▶ **PROBLEM TO SOLVE**
An exact transcription of all the entries is needed; pictures stay out.

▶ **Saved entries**
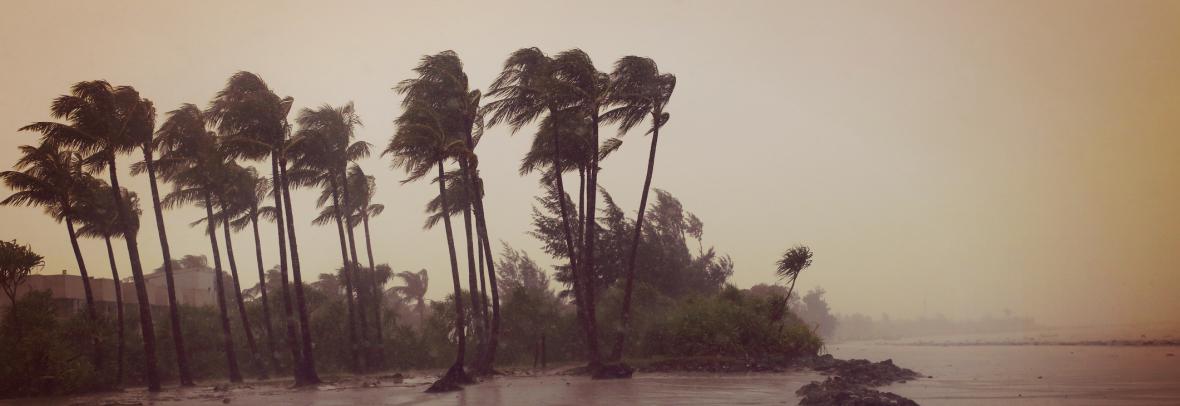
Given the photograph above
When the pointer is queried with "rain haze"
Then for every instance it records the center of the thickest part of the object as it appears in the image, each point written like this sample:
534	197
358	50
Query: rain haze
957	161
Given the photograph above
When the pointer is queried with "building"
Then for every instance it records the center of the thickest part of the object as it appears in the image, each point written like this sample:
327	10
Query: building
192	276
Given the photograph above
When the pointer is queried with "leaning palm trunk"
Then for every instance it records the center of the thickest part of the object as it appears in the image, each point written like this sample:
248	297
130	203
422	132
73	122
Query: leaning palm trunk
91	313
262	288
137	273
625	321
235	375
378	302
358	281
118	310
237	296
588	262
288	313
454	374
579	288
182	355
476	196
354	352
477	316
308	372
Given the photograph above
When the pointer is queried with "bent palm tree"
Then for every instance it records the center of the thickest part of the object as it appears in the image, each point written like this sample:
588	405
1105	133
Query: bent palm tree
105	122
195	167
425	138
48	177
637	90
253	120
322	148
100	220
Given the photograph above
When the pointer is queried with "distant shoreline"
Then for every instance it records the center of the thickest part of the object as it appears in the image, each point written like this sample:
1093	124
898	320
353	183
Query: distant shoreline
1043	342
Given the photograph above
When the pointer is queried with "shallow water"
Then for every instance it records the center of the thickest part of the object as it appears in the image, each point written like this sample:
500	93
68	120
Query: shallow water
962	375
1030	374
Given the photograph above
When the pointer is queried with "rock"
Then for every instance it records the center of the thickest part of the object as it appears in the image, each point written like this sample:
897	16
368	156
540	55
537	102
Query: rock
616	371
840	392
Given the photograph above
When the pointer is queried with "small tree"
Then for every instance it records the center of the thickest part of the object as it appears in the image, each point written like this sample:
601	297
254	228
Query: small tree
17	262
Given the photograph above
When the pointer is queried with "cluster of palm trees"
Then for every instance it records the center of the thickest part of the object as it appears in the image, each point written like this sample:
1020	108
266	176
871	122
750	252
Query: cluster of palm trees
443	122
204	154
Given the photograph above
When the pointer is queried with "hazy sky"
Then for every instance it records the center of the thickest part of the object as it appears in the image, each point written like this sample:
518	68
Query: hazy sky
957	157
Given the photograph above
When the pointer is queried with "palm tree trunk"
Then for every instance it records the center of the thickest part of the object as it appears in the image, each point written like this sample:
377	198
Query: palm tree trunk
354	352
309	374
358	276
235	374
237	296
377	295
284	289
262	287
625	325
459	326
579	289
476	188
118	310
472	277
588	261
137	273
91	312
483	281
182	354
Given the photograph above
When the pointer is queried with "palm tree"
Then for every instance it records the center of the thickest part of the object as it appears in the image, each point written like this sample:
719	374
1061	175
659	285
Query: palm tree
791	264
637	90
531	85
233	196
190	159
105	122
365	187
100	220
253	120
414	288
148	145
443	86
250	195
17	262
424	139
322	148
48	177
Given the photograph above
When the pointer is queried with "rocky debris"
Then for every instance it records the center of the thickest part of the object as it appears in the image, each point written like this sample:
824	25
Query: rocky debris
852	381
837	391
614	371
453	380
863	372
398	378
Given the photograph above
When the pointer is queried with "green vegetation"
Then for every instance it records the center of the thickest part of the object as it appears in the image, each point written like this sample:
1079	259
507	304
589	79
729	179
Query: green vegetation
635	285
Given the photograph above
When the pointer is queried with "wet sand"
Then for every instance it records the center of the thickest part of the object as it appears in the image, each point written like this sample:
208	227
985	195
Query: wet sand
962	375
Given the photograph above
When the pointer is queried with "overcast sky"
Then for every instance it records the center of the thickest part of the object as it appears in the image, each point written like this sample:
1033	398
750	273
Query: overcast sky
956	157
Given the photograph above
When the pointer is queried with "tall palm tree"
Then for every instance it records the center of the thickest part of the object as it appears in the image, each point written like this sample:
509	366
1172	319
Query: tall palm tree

▶ **WRITTEN SOLUTION**
Given the photograph above
When the pointer is queried with "rain haze"
Then for every instance it records the center of the thickest part of the object as it appears in the image, each point written like this sample:
534	197
358	50
Query: rain haze
957	161
Given the photograph above
When the pointer is queried with "building"
Then for every instance it records the center of the thickest part of the object as it appears in the image, each point written like this sample:
327	10
Query: building
192	276
Given the photograph above
When the pointer is queried with "leaning palm trunk"
Then for every instance it records the center of the thickest part of the object as it appears in the image, each point written like this sample:
248	297
130	203
422	132
73	122
Query: leaning palm trunk
91	313
262	288
137	273
625	321
235	375
378	302
358	281
118	310
237	296
588	262
288	313
454	374
579	288
182	355
476	196
354	352
477	316
308	372
Given the photograph above
When the pointer is queried with "bent palm tree"
Then for every instance it records the center of the thickest part of the object as it appears in the image, each point written like this sample:
588	405
1105	133
Query: bent palm tree
105	122
195	167
425	138
48	177
637	90
253	120
322	148
100	220
Given the photograph above
When the pointer is queried with "distant shoreline"
Then for every instance it records the center of the thickest part of the object as it appears in the image, each point written like this sample:
1093	124
898	320
353	183
Query: distant shoreline
1043	342
Given the photograph above
When the pointer is queried with "shallow water"
Then for every instance it records the center of the thickest part of the object as it appears in the image, each point written like this sample:
500	93
68	120
Query: shallow water
962	375
1030	374
Given the photograph above
When the pointer is queried with "rock"
Then for every instance it records the center of the thickest part of the object as it appears in the image, each point written like this sample:
897	16
368	156
540	55
537	102
Query: rock
616	371
840	392
Given the photograph above
When the pointer is queried with "small tree"
Then for every instance it records the center of the thickest part of the object as it appears in the image, each point written like this sample:
601	297
254	228
Query: small tree
17	262
Given the photograph above
When the pointer is queried with "cluster of palm trees"
Then for every instance it records the center of the thickest part of the object as it appears in the image, each point written like this sample:
1020	108
266	176
871	122
750	252
Query: cluster of palm trees
443	122
204	154
Given the photograph above
When the pointer is queried with "hazy sky"
Then for every instance it records the center of the thickest part of the object as it appears in the image, each point written like this sample:
518	68
Query: hazy sky
957	157
Given the photograph above
When the pointer is queried with "palm tree trunk"
Then for every instance it records the center of the thickest part of the object as it appears in the image, each point written like this sample:
377	198
Query: palm tree trunk
354	352
309	374
358	276
235	374
237	296
377	295
284	289
262	287
625	325
459	326
579	289
476	188
118	310
472	277
588	261
137	273
91	312
483	281
182	354
Given the photograph above
When the pointer is queried with "palm tree"
Then for every instance it records the center of the thickest part of the object as it appears in the image, each point written like this sample:
719	374
1061	175
659	285
Query: palm tree
791	264
637	90
531	85
233	196
190	159
105	122
365	187
100	220
253	120
414	288
148	145
443	86
250	195
17	262
424	139
322	148
48	177
Given the photograph above
When the pointer is queried with "rocky debris"
Then for every instance it records the center of the thickest part of the object as it appears in the image, each point written like this sample:
824	25
Query: rocky debris
852	381
837	391
614	371
453	380
863	372
398	378
Given the photograph above
When the pointer is queried with "green vegetation"
Then for every instance it records the center of the thickest part of the object as it appears in the image, each point written like this sample:
1079	259
507	304
589	79
729	179
Query: green vegetation
635	285
Given the photograph above
When the pointer is queried with "wet sand"
Then for every instance it records the center of the thickest part of the object as it appears in the image, each point written like this sample:
208	227
985	195
Query: wet sand
962	375
Given the photograph above
When the pointer is queried with "overcast sky"
Then for every instance it records the center of the thickest part of the object as it appears in the image, each point written like this sample:
1033	398
750	273
Query: overcast sky
956	157
Given the photograph above
When the pointer is queried with "tall palm tree"
Then for every instance it records the center of the thickest part of the object as it appears in the image, each point written like this sample:
509	366
1172	319
Query: tall palm tree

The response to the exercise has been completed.